[Labeled-object pointing entries]
○ ○ ○
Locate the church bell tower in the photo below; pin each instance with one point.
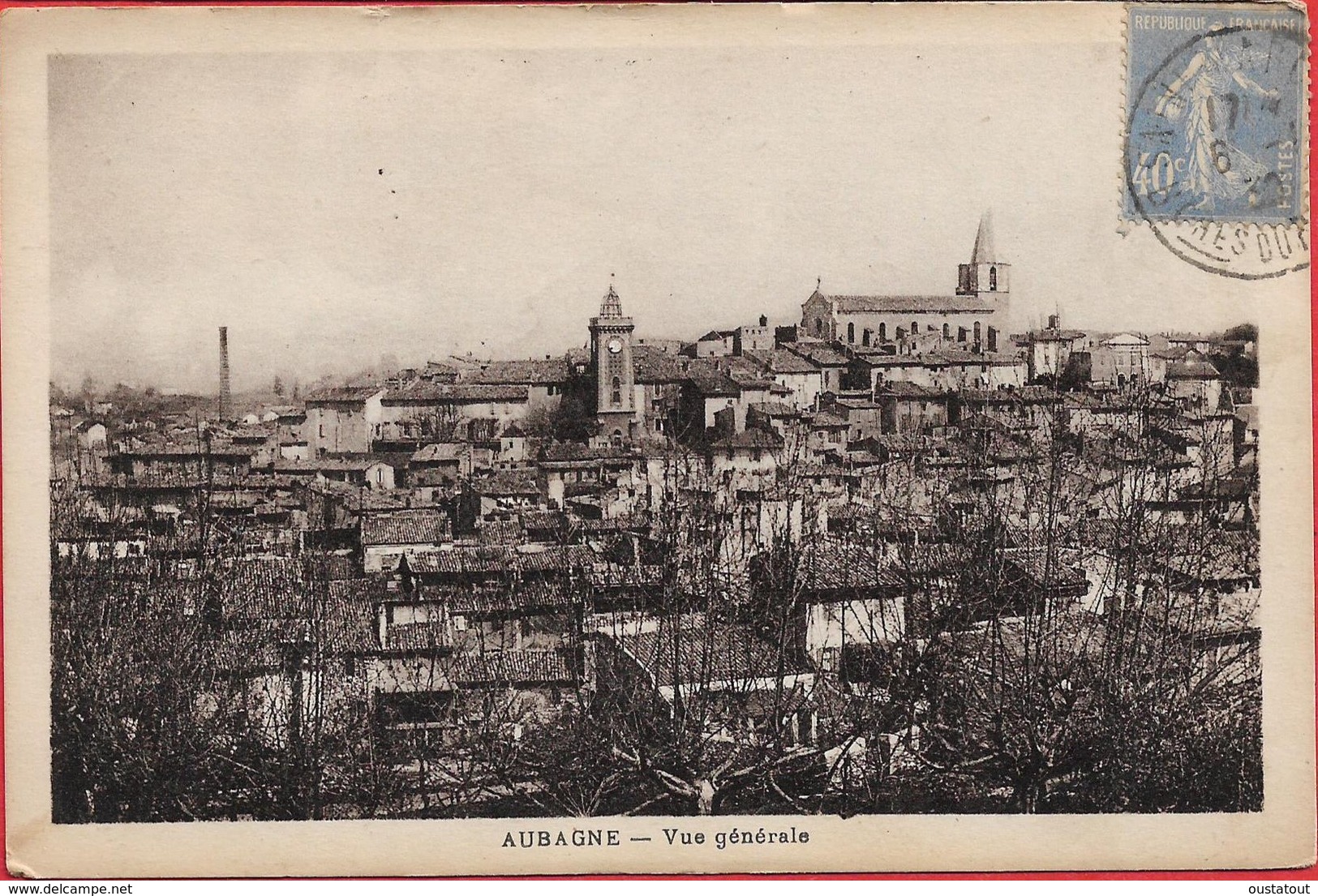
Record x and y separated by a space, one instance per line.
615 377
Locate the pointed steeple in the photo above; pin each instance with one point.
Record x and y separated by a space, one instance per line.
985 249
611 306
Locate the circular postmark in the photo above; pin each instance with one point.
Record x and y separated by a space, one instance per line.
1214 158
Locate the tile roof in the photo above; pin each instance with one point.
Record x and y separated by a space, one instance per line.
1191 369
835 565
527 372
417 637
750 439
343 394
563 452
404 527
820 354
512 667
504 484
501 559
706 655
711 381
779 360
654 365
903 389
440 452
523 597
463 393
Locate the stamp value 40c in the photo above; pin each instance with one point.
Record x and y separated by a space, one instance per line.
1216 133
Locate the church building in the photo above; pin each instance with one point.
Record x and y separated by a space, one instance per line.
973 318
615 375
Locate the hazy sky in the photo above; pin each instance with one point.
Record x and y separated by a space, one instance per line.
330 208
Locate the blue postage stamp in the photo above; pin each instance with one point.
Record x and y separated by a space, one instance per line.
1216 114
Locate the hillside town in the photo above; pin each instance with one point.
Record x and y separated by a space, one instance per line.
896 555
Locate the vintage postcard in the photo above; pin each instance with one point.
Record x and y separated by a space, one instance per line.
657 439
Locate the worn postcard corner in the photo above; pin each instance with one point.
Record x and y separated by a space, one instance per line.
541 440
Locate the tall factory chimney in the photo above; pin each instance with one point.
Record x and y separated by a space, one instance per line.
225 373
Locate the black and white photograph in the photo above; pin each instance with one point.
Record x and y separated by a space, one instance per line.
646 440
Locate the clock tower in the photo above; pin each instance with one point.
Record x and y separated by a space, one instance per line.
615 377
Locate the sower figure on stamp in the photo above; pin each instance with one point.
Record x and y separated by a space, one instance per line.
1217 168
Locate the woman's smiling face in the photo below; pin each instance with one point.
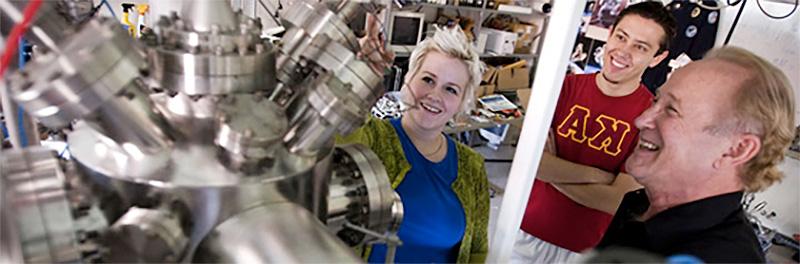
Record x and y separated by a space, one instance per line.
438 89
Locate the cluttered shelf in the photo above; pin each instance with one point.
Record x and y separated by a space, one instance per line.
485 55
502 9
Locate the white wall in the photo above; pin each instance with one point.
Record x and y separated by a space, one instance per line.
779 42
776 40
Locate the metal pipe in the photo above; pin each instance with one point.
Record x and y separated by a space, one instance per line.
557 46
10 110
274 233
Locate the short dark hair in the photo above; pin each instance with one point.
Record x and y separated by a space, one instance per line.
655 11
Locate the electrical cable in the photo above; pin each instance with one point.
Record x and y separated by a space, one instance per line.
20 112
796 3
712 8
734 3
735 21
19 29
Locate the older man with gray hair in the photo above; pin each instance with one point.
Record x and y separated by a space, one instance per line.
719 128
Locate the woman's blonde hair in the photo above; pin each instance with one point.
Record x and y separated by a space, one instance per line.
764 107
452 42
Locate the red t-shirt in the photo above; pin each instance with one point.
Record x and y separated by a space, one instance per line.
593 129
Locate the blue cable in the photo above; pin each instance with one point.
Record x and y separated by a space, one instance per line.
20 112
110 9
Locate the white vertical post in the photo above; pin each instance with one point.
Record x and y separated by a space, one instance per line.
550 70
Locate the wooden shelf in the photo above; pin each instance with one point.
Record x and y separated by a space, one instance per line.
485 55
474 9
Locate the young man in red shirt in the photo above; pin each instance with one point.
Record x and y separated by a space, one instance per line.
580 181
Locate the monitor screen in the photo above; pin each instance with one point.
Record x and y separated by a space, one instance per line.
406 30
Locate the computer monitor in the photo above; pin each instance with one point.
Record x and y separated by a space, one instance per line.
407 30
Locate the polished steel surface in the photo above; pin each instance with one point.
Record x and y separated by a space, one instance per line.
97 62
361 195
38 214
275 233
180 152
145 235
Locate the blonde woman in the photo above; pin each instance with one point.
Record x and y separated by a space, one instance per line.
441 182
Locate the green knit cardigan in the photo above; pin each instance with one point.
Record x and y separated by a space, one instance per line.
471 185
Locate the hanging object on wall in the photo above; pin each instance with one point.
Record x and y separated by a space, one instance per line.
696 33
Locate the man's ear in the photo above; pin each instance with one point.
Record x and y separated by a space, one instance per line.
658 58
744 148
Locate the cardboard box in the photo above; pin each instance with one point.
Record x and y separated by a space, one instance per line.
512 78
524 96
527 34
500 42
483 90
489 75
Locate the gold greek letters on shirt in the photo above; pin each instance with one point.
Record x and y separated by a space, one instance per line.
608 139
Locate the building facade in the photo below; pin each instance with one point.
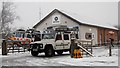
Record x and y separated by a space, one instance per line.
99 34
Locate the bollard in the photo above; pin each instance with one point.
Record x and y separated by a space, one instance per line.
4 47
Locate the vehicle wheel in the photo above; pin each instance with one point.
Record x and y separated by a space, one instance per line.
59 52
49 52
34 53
○ ○ ○
** INSTRUCTION **
Write out again the stretch from the line containing "Locate the building" through the last line, shifting every coordinate in the answers up by 53. Leave the pictures out.

** THE ANSWER **
Locate the building facade in the photo below; pin each instance with one point.
Record x and y separated by a space, one instance per line.
152 87
Locate the bollard in the photo above; pin each instance with one point.
Record x and y separated by a space, one instance per line.
57 100
Locate the vehicle wheel in the photo above; pin each instance with one point.
Record x and y separated by a space, one instance per line.
112 105
102 105
87 106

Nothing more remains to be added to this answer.